[Start of Attachment]

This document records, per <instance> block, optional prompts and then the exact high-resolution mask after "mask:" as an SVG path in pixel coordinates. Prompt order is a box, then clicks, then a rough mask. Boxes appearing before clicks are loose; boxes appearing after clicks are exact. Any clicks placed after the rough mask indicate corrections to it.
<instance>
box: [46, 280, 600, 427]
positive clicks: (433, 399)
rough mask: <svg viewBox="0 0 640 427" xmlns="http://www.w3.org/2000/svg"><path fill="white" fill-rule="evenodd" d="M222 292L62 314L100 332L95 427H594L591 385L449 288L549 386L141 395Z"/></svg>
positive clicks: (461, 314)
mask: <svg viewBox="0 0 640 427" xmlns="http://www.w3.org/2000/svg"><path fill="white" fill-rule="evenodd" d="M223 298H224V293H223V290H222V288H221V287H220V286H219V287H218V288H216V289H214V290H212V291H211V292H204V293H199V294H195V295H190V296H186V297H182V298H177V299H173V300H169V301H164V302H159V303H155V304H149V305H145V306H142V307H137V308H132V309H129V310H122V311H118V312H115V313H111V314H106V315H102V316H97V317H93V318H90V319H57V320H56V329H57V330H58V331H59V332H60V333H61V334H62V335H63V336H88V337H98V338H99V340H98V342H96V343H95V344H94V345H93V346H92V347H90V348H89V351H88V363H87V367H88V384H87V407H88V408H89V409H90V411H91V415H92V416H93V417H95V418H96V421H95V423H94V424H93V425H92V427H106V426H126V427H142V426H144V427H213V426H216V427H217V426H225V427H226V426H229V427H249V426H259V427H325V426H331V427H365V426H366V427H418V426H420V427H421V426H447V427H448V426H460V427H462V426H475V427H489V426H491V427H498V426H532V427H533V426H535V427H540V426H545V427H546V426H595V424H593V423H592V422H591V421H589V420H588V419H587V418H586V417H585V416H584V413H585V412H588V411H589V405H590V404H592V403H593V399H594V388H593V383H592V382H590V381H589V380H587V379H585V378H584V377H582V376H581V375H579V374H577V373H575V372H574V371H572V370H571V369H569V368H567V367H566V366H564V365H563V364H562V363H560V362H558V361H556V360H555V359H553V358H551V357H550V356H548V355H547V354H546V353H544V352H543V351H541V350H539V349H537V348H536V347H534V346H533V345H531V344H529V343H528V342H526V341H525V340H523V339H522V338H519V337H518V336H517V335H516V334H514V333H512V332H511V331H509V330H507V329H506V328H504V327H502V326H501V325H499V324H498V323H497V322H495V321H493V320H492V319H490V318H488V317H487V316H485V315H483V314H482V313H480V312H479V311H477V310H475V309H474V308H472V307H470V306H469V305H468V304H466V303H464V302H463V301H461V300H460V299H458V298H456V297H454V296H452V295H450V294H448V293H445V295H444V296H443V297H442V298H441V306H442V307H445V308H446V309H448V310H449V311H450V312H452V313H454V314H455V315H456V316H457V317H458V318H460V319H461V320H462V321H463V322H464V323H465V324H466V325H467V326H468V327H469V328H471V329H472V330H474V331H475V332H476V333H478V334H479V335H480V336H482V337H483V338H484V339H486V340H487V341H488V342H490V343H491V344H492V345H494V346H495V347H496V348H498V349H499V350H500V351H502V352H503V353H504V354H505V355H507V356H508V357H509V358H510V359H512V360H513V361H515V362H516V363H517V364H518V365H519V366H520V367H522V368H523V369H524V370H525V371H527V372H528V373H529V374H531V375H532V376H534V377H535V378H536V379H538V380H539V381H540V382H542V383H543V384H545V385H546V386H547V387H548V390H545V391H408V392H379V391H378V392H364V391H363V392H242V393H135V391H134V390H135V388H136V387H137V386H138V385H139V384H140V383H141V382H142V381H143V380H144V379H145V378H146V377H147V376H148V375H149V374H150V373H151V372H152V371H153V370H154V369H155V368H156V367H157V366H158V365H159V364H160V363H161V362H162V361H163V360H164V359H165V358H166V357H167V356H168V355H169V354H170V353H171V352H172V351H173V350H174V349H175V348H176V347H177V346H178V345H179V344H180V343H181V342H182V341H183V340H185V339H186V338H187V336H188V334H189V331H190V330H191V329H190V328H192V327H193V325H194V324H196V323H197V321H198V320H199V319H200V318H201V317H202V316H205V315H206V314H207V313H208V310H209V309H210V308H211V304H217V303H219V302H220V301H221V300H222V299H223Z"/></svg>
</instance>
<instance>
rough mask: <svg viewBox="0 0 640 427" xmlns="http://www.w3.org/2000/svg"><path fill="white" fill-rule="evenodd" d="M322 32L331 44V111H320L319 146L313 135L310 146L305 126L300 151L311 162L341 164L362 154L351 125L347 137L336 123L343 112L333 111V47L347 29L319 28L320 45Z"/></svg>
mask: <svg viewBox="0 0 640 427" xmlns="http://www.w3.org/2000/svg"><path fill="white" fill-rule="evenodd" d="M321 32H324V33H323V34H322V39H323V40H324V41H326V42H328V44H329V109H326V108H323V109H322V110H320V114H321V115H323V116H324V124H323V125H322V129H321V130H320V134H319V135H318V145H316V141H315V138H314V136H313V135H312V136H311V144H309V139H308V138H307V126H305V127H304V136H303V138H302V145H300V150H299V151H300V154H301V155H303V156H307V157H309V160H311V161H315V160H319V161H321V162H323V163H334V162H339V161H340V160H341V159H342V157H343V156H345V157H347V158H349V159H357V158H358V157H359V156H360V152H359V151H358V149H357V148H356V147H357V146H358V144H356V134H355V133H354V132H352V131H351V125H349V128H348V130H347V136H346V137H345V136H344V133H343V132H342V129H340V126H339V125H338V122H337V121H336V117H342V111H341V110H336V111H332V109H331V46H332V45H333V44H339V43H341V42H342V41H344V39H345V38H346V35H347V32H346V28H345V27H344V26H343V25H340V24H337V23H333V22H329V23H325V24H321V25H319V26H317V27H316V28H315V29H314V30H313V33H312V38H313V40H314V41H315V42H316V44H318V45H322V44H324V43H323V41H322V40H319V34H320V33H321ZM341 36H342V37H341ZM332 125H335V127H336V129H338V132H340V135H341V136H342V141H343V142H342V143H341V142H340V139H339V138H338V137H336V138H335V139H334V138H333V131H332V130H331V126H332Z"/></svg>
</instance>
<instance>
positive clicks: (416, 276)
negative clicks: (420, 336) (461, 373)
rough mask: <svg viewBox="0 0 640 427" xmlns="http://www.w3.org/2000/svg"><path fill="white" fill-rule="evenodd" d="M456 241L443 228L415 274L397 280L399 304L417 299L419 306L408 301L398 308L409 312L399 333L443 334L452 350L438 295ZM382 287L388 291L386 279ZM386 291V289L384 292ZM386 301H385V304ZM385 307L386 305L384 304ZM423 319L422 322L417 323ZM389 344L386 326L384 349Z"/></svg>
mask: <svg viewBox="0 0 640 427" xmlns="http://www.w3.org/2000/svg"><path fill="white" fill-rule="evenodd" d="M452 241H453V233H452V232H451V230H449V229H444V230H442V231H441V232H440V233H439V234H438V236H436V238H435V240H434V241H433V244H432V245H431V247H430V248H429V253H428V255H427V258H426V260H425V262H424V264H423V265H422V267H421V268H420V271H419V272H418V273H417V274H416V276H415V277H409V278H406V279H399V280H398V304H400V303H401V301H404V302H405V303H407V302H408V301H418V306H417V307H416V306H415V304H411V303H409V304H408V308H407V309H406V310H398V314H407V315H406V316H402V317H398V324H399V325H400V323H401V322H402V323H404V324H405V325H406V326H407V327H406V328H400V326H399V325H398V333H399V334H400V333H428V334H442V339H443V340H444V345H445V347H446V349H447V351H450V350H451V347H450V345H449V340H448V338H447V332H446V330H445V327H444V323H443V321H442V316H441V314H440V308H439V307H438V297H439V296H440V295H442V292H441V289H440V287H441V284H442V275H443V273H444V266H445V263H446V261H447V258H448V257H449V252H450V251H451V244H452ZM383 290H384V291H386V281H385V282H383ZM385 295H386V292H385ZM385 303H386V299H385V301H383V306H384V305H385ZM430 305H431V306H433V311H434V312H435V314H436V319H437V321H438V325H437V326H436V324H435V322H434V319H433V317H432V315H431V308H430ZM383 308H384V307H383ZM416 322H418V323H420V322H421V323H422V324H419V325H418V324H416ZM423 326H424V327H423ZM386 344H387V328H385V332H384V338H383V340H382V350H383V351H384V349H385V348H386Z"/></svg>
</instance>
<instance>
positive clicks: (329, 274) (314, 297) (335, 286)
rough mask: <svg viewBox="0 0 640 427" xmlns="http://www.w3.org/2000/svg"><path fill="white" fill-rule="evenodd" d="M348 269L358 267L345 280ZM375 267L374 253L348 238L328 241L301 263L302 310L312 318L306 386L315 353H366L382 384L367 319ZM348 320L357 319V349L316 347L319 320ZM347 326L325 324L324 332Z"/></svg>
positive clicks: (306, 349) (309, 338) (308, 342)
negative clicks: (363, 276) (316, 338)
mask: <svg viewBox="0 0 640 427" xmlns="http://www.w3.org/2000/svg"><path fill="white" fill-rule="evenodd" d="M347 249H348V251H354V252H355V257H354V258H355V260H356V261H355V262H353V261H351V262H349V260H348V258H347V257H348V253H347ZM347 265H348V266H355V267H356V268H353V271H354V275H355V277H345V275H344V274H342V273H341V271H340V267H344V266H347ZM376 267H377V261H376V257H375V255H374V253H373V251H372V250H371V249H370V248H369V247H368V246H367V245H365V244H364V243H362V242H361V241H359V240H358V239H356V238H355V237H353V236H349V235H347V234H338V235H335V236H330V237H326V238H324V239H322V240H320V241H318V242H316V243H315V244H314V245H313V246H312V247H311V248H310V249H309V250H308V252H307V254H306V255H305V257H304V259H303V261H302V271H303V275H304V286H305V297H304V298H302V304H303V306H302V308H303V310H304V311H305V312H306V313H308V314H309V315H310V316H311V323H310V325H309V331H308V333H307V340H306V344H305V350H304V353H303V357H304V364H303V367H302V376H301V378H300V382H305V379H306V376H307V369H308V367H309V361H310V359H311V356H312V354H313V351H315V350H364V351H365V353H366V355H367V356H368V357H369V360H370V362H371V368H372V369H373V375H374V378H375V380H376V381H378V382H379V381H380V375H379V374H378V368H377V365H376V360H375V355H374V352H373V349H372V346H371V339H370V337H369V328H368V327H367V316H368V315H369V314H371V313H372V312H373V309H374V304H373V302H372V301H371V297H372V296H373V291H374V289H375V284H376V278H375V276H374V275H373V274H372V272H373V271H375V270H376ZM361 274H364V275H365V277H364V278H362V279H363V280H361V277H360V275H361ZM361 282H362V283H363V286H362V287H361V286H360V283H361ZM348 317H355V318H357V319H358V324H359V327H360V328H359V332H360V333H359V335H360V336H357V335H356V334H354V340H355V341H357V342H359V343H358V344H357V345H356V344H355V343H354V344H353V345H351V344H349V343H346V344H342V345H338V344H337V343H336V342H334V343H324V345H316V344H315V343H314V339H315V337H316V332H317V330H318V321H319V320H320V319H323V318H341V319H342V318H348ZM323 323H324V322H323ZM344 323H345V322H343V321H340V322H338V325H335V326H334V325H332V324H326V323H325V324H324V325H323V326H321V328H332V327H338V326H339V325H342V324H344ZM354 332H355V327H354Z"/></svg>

[End of Attachment]

• _Activity_: Begin at the line that has "269L358 267L345 280ZM375" in the entries above; stop after the line that has "positive clicks: (306, 349)". Transcribe exactly those lines and no others.

• _Solution below_:
rough mask: <svg viewBox="0 0 640 427" xmlns="http://www.w3.org/2000/svg"><path fill="white" fill-rule="evenodd" d="M348 269L358 267L345 280ZM375 267L374 253L348 238L328 241L301 263L302 310L312 318L306 386L315 353H366L382 384L367 319ZM348 320L357 319V349L316 347L319 320ZM347 326L325 324L324 332Z"/></svg>
positive clicks: (306, 349) (309, 338) (308, 342)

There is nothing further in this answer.